YOUR OBJECTIVE —
Reproduce every line of the listing below, word for word and unchanged.

MATERIALS PROVIDED —
+ + + +

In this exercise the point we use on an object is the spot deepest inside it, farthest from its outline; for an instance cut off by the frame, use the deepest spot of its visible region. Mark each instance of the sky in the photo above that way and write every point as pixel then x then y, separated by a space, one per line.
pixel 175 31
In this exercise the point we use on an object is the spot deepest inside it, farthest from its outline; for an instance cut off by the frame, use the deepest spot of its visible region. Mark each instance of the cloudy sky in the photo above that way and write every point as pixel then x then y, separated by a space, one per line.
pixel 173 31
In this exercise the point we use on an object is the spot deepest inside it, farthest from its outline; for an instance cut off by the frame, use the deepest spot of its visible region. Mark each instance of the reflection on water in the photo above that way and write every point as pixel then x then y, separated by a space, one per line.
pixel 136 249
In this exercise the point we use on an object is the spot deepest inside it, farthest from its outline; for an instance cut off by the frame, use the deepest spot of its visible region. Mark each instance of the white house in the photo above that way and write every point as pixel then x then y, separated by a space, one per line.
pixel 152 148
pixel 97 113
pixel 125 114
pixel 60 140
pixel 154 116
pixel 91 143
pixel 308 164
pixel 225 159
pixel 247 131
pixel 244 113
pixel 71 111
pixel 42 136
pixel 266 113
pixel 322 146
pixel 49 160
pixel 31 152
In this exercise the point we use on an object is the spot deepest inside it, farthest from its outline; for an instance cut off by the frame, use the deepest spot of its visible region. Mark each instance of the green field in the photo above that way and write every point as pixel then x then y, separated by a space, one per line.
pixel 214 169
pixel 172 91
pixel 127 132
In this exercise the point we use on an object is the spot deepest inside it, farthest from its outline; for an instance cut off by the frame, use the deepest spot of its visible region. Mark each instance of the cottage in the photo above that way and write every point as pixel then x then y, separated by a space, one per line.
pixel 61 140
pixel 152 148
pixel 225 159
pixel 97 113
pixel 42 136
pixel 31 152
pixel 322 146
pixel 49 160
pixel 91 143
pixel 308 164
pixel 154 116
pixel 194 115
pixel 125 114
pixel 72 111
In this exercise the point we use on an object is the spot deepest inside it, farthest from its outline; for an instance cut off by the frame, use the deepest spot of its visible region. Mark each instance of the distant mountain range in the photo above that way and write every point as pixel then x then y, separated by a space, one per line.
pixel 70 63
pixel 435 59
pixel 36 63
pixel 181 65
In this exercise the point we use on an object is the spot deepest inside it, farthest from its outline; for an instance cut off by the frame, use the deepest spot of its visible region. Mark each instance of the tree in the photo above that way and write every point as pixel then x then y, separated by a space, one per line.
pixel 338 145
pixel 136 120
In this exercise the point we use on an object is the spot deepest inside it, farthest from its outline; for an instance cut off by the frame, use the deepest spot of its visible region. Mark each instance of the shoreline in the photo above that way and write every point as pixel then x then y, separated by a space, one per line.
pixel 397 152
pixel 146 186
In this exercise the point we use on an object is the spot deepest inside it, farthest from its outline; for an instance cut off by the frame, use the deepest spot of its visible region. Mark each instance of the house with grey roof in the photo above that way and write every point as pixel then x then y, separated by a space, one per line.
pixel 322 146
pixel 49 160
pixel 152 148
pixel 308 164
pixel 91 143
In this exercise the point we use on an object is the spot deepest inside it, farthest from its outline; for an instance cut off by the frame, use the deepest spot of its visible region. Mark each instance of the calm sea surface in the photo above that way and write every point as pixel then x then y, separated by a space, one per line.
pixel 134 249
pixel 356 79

+ + + +

SOLUTION —
In this exercise the point we use on an object is the spot deepest inside it, farthest from its outline; for an instance cut off by the frame, use the deepest spot of its visible region. Mark each instance of the sky in the photo above that way and write every point as pixel then x then y, separated by a space, one per line.
pixel 175 31
In this exercise the point we use on an object is the spot deepest inside it, farthest from its outline; for an instance cut off by the frame, use the deepest spot of its visible region. Mark each instance of the cloudy sky in the photo above that way and write every point as pixel then x then y, separated by a space, one per line.
pixel 173 31
In this exercise the point we use on an object is the spot deepest inside it, farthest from its outline; for an instance cut off by the frame, use the deepest spot of its visible region. Mark each instance of the reflection on water in the photo above that way and write every point as pixel then x then y, separated by a space, one per line.
pixel 136 249
In this exercise the point we use on an object is the spot deepest inside it, farthest from its outline; for an instance cut off by the frame, use the deepest spot of its visible region. Mark each instance of the white house in the photo above that way and write every point as pixel then x then y, separated by a space, one per line.
pixel 152 148
pixel 97 113
pixel 125 114
pixel 60 140
pixel 154 116
pixel 91 143
pixel 308 164
pixel 225 159
pixel 247 131
pixel 244 113
pixel 71 111
pixel 42 136
pixel 266 113
pixel 322 146
pixel 49 160
pixel 31 152
In this exercise the point we use on an object is the spot deepest inside it, farthest from its outline; for an instance cut off by the frame, use the deepest spot of its visible region. Mark each instance of the green field in the photo above that way and write every point as pixel then x then y, separated by a space, one per line.
pixel 214 169
pixel 172 91
pixel 127 132
In this exercise the point we use on an object is the spot deepest inside it, farthest from its outline; for an instance cut off by the frame, use the deepest spot of its visible region. Mark each instance of the cottage in the photo above that way and write every point as pixel then x then y, separated by a space, one per line.
pixel 61 140
pixel 152 148
pixel 225 159
pixel 97 113
pixel 42 136
pixel 31 152
pixel 322 146
pixel 49 160
pixel 91 143
pixel 308 164
pixel 154 116
pixel 194 115
pixel 125 114
pixel 72 111
In this exercise the point we use on an object is the spot deepest inside it, farthest from its outline; for an instance cut off by the frame, use the deepest spot of its visible region. Mark each instance of the distant mountain range in the photo above that way and write every point as pixel then x then y, separated by a space, one per line.
pixel 70 63
pixel 435 59
pixel 36 63
pixel 181 65
In this exercise the point we use on an object is the spot deepest inside it, farthest from its outline; for an instance cut off by the frame, use the deepest spot of its visible region. Mark each instance of the tree in the photo above that way and write every point as pixel then x then y, separated by a space, one per line.
pixel 338 145
pixel 136 120
In this exercise the point we use on an object is the spot deepest inside it, farthest from its outline; for an instance cut off by the frame, use the deepest spot of its visible region. Mark each instance of the shoreline in the photo above that way and write every point as pixel then x then y, separated by a space, one per line.
pixel 397 152
pixel 146 186
In this exercise the point we use on an object is the spot deepest inside it, farthest from its outline; for an instance cut off by the frame, use the deepest spot of its visible region. Mark each instance of the house with grey roof in the photo above that way and write every point as pixel then x then y, separated by a space, one per line.
pixel 322 146
pixel 49 160
pixel 152 148
pixel 308 164
pixel 91 143
In this exercise the point we use on an object is the spot deepest inside it, farthest from its outline; for an instance cut off by the frame, use the deepest spot of its visible region. Mark each instance of the calm sea surface in the photo above that way and write every point as pixel then x then y, separated by a space, one per line.
pixel 134 249
pixel 356 79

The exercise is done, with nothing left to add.